» **Aim of the exercise**
Repeat the listing below word for word, from start to end. Leave out any pictures.

» **Given data**
_ _ _ _ _ _ _

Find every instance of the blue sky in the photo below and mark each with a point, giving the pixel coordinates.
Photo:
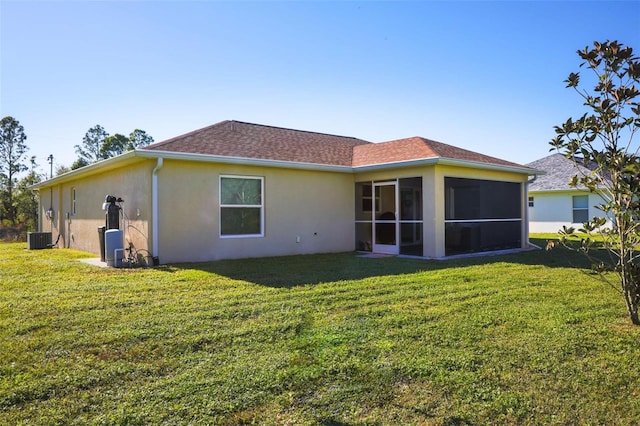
(485, 76)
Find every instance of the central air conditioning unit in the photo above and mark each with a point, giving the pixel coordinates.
(38, 240)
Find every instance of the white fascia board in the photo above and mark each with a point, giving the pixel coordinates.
(221, 159)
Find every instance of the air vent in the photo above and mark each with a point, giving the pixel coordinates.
(38, 240)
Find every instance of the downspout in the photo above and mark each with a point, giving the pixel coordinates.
(154, 208)
(526, 211)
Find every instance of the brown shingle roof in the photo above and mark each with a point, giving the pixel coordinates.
(416, 148)
(246, 140)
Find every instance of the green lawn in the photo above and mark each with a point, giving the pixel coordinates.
(527, 338)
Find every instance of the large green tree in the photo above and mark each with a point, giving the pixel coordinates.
(91, 149)
(602, 138)
(26, 199)
(12, 156)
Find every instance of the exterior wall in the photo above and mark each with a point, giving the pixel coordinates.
(553, 210)
(317, 207)
(468, 173)
(80, 231)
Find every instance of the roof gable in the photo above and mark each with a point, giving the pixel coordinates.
(241, 140)
(559, 172)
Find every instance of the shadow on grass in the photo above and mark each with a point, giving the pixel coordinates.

_ _ _ _ _ _ _

» **The output**
Find every instance of the blue sky in the photo below and mark each with a point, giving the pixel coordinates.
Photo:
(485, 76)
Find every instance of the central air conditioning unit in the photo above and mark each with a point, giving the pixel coordinates.
(38, 240)
Find every instance of the white fascia board in the photo above and mark each with a point, giving the pixel coordinates.
(221, 159)
Find every instance of the air vent in the photo above and mark each with a point, giving the pixel coordinates.
(38, 240)
Find every instance of the downspout in the photo above and mark each with a point, giving the pixel coordinates.
(154, 208)
(526, 211)
Find every instance of the brown shingle roof in the photo above and mark each with a point, giving the pixel coordinates.
(416, 148)
(246, 140)
Find every instance of the green lawn in the photo above and mark each with a point, giving the pixel coordinates.
(527, 338)
Find every instance of the large green tree in the photo above and mark each with a point, giving the pixel coordinates.
(91, 149)
(602, 138)
(26, 199)
(12, 156)
Find every instance of the exterior wall in the photo above and mark each with a point, giving the pixel coordinates.
(553, 210)
(317, 207)
(468, 173)
(80, 231)
Find every instance of the roof gable in the photo above and mark each with a point, giving the pixel coordinates.
(241, 140)
(559, 172)
Find every instance of the shadow on grass in the photo above and mark each with a point, giving the pixel coordinates.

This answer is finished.